> _Directive_
Reproduce every row below verbatim, omitting the pictures.
-- Start of Available data --
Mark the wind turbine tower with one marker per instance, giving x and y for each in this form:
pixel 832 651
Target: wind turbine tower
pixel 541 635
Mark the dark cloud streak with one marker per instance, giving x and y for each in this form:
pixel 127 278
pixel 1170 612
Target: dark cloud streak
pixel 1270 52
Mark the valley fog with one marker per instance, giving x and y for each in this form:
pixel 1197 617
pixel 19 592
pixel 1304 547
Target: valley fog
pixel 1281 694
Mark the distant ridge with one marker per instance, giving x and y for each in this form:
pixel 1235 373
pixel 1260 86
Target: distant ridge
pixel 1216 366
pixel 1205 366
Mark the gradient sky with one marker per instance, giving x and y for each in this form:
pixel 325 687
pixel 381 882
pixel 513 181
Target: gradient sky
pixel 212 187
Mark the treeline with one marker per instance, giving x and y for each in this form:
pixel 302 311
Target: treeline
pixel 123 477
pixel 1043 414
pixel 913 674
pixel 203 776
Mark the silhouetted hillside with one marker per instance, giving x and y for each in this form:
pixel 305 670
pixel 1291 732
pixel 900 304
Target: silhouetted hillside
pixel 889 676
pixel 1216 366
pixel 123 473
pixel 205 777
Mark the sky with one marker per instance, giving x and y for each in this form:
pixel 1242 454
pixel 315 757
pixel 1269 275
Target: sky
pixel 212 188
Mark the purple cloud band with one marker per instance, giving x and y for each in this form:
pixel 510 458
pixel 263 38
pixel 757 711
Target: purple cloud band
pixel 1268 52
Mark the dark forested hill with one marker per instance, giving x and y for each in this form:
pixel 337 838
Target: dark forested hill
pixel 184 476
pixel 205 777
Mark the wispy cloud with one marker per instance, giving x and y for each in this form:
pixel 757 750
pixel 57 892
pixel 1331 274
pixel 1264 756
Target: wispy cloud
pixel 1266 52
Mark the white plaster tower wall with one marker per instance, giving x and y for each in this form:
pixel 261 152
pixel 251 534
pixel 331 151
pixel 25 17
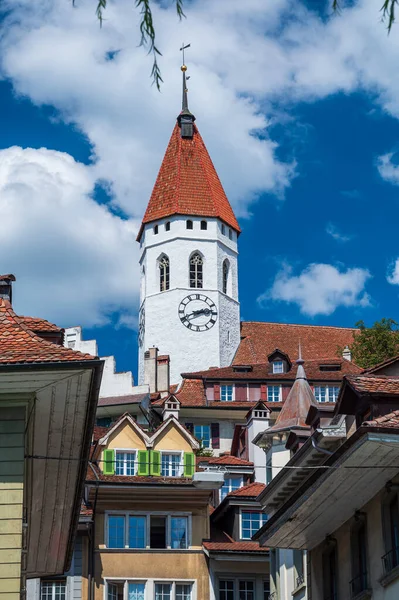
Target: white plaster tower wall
pixel 189 350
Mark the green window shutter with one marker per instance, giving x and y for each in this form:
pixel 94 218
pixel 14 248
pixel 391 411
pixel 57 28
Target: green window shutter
pixel 143 459
pixel 109 462
pixel 189 464
pixel 155 465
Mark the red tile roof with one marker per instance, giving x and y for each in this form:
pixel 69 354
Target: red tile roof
pixel 369 384
pixel 259 339
pixel 249 491
pixel 389 420
pixel 18 344
pixel 187 184
pixel 261 371
pixel 35 324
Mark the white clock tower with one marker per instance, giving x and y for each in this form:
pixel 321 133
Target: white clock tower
pixel 189 305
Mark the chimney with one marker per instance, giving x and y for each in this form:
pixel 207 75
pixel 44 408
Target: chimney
pixel 346 353
pixel 150 369
pixel 6 287
pixel 163 375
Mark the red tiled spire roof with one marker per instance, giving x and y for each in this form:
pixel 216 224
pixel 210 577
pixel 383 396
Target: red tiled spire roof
pixel 18 344
pixel 187 184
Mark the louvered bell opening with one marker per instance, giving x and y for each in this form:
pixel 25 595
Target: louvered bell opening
pixel 187 128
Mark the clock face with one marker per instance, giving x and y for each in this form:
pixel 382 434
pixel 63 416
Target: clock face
pixel 141 326
pixel 198 312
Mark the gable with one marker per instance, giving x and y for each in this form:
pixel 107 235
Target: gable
pixel 172 438
pixel 126 437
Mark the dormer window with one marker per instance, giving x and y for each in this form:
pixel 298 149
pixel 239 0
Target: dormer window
pixel 278 366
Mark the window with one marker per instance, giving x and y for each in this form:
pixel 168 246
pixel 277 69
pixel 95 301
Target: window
pixel 137 531
pixel 203 434
pixel 274 393
pixel 230 484
pixel 53 590
pixel 157 531
pixel 359 556
pixel 116 531
pixel 251 522
pixel 226 393
pixel 125 463
pixel 226 590
pixel 163 273
pixel 278 366
pixel 178 533
pixel 171 464
pixel 329 572
pixel 196 270
pixel 326 393
pixel 225 275
pixel 246 590
pixel 136 591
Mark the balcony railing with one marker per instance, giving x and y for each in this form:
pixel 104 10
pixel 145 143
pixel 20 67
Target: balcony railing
pixel 390 560
pixel 358 584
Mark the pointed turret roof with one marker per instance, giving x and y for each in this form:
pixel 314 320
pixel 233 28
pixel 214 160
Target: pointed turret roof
pixel 296 407
pixel 187 182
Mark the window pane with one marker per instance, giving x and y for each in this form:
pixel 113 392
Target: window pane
pixel 137 526
pixel 273 393
pixel 203 434
pixel 226 393
pixel 116 531
pixel 246 590
pixel 226 590
pixel 136 591
pixel 157 532
pixel 171 465
pixel 183 591
pixel 178 532
pixel 163 591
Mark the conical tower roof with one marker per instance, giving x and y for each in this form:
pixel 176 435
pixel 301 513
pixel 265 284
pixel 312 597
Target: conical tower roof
pixel 187 183
pixel 296 407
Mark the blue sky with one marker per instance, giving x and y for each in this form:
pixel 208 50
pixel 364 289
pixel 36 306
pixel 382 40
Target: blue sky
pixel 299 111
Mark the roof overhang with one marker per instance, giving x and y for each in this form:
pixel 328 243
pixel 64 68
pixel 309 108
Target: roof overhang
pixel 345 482
pixel 60 400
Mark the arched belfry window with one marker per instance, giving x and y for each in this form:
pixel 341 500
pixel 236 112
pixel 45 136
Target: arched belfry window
pixel 226 268
pixel 163 264
pixel 196 270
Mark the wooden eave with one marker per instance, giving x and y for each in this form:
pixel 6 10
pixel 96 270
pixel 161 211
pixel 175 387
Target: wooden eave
pixel 61 400
pixel 330 496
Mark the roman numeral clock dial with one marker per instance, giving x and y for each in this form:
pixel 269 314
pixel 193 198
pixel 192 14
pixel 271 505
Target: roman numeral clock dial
pixel 198 312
-- End of Available data --
> _Reply_
Mark the wind turbine tower with one marker per instance, giving x and y for each in this form:
pixel 832 651
Target: wind turbine tower
pixel 541 635
Mark the dark cloud streak with one marker per instance, giving x and y for each in this form:
pixel 127 278
pixel 1170 612
Target: dark cloud streak
pixel 1270 52
Mark the valley fog with one marker per instance, giving x and y for each in this form:
pixel 1197 617
pixel 19 592
pixel 1304 547
Target: valley fog
pixel 1281 694
Mark the distant ridge with one marker per instance, giving x and y for each in this form:
pixel 1235 373
pixel 1260 86
Target: distant ridge
pixel 1216 366
pixel 1205 366
Mark the gradient sky with one marker per instance, giving x and y for each in this form:
pixel 325 687
pixel 381 882
pixel 513 181
Target: gradient sky
pixel 212 187
Mark the treeline with one marker per instance, giving x and y for each in this form:
pixel 302 311
Target: treeline
pixel 123 477
pixel 1043 414
pixel 913 674
pixel 203 776
Mark the silhouetted hillside with one marker per instance, giving x and y for each in this form:
pixel 305 670
pixel 1291 732
pixel 900 304
Target: silhouetted hillside
pixel 889 676
pixel 1216 366
pixel 123 473
pixel 205 777
Mark the sky with one marker per instance, giving x and y for each in this form:
pixel 1242 454
pixel 315 757
pixel 1269 275
Target: sky
pixel 212 188
Mark the purple cloud band with one marker per instance, giving x and y for each in this form:
pixel 510 458
pixel 263 38
pixel 757 711
Target: purple cloud band
pixel 1268 52
Mark the dark forested hill with one marker per instance, giving x and y for each in this form:
pixel 337 838
Target: dark forested hill
pixel 184 476
pixel 205 777
Mark the wispy cloud with one marker per instance, giving x and y for each in this form:
pixel 757 750
pixel 57 892
pixel 1331 274
pixel 1264 756
Target: wispy cloud
pixel 1266 52
Mark the white plaster tower wall with one marker per instance, giving x and y for each in this form:
pixel 261 152
pixel 251 534
pixel 331 151
pixel 25 17
Target: white plaster tower wall
pixel 189 350
Mark the green window shutter with one marker per instance, giving x and y for each in this form:
pixel 94 218
pixel 14 248
pixel 391 411
pixel 57 28
Target: green window shutter
pixel 143 459
pixel 109 462
pixel 189 464
pixel 155 465
Mark the red tile roof with one marker per instance, giving x and y for each in this form:
pixel 69 354
Target: red tile roof
pixel 369 384
pixel 259 339
pixel 249 491
pixel 389 420
pixel 18 344
pixel 187 184
pixel 261 371
pixel 35 324
Mark the white clock tower with one marker per instance, giving x and y for each in this form:
pixel 321 133
Target: white clock tower
pixel 189 305
Mark the chimney with one marker per instance, giving x and y for each in this form:
pixel 207 75
pixel 44 408
Target: chimney
pixel 346 353
pixel 150 369
pixel 6 287
pixel 163 375
Mark the red tiled spire roof with one marker per instance, giving x and y for each in this form:
pixel 216 224
pixel 210 577
pixel 383 396
Target: red tiled spire roof
pixel 18 344
pixel 187 184
Mark the louvered bell opening with one marker per instance, giving x and y for each in this form:
pixel 25 595
Target: louvered bell opening
pixel 187 128
Mark the clock face with one marker per instance, giving x and y for each in this form:
pixel 382 434
pixel 63 416
Target: clock face
pixel 141 326
pixel 198 312
Mark the gable with one marker per instance, giving x and y for each in this form:
pixel 107 235
Target: gable
pixel 172 438
pixel 126 437
Mark the dormer window with one marker per instance, giving x and y for each in this form:
pixel 298 149
pixel 239 0
Target: dormer window
pixel 278 366
Mark the window with one marker per instance, giving x and y for each in this form:
pixel 168 246
pixel 277 69
pixel 95 301
Target: window
pixel 137 531
pixel 203 434
pixel 274 393
pixel 230 484
pixel 53 590
pixel 157 531
pixel 359 556
pixel 116 531
pixel 251 522
pixel 226 393
pixel 125 463
pixel 226 590
pixel 163 273
pixel 278 366
pixel 178 533
pixel 171 464
pixel 329 572
pixel 196 270
pixel 326 393
pixel 225 275
pixel 246 590
pixel 136 591
Mark the balcony railing with one marker per instance, giving x and y for each in this form:
pixel 104 10
pixel 145 143
pixel 20 67
Target: balcony railing
pixel 390 560
pixel 358 584
Mark the pointed turret roof with one marker per instance, giving x and y for each in this form:
pixel 314 320
pixel 233 28
pixel 214 160
Target: pointed turret roof
pixel 296 407
pixel 187 182
Mark the window pane with one marker per instance, giving x and y for each in this form:
pixel 113 392
Target: window pane
pixel 137 526
pixel 273 393
pixel 203 434
pixel 226 393
pixel 116 531
pixel 246 590
pixel 226 590
pixel 136 591
pixel 157 532
pixel 171 465
pixel 183 591
pixel 178 532
pixel 163 591
Mark the conical tower roof with one marker per instance, giving x and y for each in this form:
pixel 176 435
pixel 301 513
pixel 265 284
pixel 312 597
Target: conical tower roof
pixel 187 183
pixel 296 407
Mark the blue sky with one marker per instance, giving x and y for each in this form:
pixel 208 50
pixel 364 289
pixel 36 306
pixel 382 40
Target: blue sky
pixel 299 111
Mark the roof overhang with one marker per instance, giving x and y for each in this form:
pixel 328 243
pixel 64 68
pixel 309 108
Target: roof overhang
pixel 345 482
pixel 60 400
Mark the arched belfry window with one marker per instance, giving x and y for each in this form:
pixel 341 500
pixel 236 112
pixel 45 136
Target: arched belfry window
pixel 226 268
pixel 163 264
pixel 196 270
Mark the wooden eave with one marker per instance, giving x and y for each in this form:
pixel 6 10
pixel 96 270
pixel 161 211
pixel 175 387
Target: wooden eave
pixel 61 400
pixel 330 496
Mark the roman numeral clock dial with one marker per instance, giving x and y for each in this form:
pixel 269 314
pixel 193 198
pixel 192 14
pixel 271 505
Target: roman numeral clock dial
pixel 198 312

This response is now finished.